> [Do this] Put the lines from the line containing "Segment every instance of the green" up to and including the line containing "430 511 L 429" into a Markdown table with the columns No. and Line, numbering each row and leaving out blank lines.
[Begin Supplied data]
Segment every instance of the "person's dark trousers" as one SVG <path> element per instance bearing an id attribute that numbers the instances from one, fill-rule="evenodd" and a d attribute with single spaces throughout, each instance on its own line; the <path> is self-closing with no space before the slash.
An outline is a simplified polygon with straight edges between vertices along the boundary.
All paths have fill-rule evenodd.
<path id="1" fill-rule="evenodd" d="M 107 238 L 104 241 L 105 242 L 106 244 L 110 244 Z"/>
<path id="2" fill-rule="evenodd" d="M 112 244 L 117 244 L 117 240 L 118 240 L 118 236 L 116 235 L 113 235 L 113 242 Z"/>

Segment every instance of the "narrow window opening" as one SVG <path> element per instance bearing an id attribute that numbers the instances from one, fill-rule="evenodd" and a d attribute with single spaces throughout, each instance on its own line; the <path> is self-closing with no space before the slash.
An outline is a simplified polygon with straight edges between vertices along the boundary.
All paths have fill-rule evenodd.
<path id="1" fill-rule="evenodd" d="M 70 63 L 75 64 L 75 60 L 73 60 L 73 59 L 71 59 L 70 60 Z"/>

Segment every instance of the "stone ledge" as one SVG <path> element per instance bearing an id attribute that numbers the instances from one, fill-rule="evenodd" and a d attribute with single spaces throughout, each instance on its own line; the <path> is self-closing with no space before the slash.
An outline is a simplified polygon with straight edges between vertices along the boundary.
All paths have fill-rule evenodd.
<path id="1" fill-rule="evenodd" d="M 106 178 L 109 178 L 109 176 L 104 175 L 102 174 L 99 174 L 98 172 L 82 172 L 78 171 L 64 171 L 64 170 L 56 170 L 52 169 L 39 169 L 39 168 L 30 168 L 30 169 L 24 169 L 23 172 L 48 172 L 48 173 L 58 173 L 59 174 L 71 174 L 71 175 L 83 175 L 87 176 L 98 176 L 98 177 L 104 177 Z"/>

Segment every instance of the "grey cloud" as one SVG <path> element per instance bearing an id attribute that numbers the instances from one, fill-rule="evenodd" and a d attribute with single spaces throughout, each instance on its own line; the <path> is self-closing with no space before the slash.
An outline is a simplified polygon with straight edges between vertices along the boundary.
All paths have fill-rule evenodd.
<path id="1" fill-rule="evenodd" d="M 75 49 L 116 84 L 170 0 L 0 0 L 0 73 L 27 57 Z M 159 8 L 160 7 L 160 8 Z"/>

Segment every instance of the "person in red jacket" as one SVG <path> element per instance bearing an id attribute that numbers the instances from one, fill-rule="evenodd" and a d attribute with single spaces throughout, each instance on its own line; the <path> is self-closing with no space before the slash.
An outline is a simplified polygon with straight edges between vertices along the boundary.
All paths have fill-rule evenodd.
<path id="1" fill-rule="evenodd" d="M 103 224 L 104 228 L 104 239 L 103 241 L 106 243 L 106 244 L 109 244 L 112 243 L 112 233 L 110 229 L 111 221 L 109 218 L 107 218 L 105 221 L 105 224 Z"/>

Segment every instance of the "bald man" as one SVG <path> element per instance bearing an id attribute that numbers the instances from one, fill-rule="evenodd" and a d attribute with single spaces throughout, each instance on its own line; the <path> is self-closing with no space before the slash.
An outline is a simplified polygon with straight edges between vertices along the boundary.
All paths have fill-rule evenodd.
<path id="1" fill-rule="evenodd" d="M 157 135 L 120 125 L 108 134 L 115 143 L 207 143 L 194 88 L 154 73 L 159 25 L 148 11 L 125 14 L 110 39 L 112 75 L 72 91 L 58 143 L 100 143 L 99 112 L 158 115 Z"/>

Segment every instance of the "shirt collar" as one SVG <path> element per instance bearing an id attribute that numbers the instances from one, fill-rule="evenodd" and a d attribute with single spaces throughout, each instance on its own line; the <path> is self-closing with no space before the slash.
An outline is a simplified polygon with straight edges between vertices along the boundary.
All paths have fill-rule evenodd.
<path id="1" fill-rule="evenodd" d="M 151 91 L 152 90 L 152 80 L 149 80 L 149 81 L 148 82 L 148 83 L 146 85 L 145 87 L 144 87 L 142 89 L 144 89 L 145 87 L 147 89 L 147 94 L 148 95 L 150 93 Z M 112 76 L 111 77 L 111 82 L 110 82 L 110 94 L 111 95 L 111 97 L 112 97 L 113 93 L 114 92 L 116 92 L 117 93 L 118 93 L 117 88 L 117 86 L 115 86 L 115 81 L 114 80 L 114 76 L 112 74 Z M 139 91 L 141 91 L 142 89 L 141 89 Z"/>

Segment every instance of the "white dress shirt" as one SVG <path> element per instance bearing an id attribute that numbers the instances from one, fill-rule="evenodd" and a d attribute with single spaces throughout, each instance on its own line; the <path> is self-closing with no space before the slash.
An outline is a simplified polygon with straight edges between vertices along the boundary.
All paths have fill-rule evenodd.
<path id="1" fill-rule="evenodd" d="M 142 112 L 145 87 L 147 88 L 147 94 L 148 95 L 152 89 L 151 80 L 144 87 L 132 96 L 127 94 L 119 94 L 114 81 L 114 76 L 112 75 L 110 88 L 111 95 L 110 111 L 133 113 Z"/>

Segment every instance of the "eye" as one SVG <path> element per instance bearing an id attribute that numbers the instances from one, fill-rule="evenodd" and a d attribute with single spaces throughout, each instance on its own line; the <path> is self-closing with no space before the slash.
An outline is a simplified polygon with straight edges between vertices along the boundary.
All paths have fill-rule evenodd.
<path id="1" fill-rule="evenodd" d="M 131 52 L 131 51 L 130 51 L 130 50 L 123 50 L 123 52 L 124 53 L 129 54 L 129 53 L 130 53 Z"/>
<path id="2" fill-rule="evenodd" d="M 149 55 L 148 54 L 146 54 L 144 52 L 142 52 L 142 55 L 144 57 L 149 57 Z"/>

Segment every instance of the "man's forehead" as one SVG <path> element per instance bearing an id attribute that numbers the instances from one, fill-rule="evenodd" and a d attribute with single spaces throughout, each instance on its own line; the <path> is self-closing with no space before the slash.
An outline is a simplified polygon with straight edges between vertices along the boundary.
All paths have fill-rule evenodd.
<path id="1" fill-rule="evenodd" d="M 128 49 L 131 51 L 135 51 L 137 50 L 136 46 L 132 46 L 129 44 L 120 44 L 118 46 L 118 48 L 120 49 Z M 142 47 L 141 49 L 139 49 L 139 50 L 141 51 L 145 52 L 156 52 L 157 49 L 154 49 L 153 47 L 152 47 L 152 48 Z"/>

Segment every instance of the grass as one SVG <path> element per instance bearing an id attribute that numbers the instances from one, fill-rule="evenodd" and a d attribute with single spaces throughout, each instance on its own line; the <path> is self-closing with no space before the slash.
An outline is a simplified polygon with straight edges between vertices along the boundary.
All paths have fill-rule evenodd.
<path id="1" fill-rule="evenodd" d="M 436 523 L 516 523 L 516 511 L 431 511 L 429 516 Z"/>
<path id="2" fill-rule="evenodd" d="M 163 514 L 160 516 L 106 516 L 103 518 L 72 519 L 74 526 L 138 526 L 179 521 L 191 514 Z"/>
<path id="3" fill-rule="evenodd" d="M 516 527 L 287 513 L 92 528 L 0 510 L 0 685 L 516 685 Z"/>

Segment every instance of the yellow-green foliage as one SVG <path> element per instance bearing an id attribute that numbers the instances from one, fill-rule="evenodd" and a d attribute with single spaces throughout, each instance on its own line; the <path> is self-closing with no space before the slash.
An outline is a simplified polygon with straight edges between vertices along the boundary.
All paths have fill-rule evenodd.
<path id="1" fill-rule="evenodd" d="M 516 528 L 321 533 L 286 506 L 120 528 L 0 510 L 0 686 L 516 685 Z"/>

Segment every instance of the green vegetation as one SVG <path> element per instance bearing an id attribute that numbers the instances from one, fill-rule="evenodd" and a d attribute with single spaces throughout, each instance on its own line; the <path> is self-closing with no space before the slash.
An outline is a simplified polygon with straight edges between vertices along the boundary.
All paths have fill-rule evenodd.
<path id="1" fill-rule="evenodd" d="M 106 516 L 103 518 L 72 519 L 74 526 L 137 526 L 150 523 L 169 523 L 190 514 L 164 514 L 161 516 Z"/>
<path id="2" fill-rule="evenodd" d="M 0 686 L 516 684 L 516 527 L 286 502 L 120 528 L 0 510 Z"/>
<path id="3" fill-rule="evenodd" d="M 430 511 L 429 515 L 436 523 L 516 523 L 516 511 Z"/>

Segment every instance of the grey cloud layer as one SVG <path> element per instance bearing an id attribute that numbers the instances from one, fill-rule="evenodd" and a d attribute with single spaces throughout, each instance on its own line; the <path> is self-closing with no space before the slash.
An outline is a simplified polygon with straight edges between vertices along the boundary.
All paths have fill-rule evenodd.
[End Supplied data]
> [Complete answer]
| No. | Line |
|---|---|
| 1 | Segment every instance of the green vegetation as one SVG <path> element per instance bearing an id attribute that numbers the instances from one, fill-rule="evenodd" and a d attribute with single spaces throughout, each instance on its own line; the <path> is self-closing with no space before the slash. |
| 2 | An outline is a simplified polygon with straight edges between vertices along the boundary. |
| 3 | All paths have fill-rule evenodd. |
| 4 | <path id="1" fill-rule="evenodd" d="M 106 516 L 103 518 L 72 519 L 74 526 L 137 526 L 150 523 L 169 523 L 190 514 L 164 514 L 161 516 Z"/> |
| 5 | <path id="2" fill-rule="evenodd" d="M 0 686 L 516 684 L 516 527 L 286 502 L 120 528 L 0 510 Z"/> |
| 6 | <path id="3" fill-rule="evenodd" d="M 430 511 L 429 515 L 436 523 L 516 523 L 516 511 Z"/> |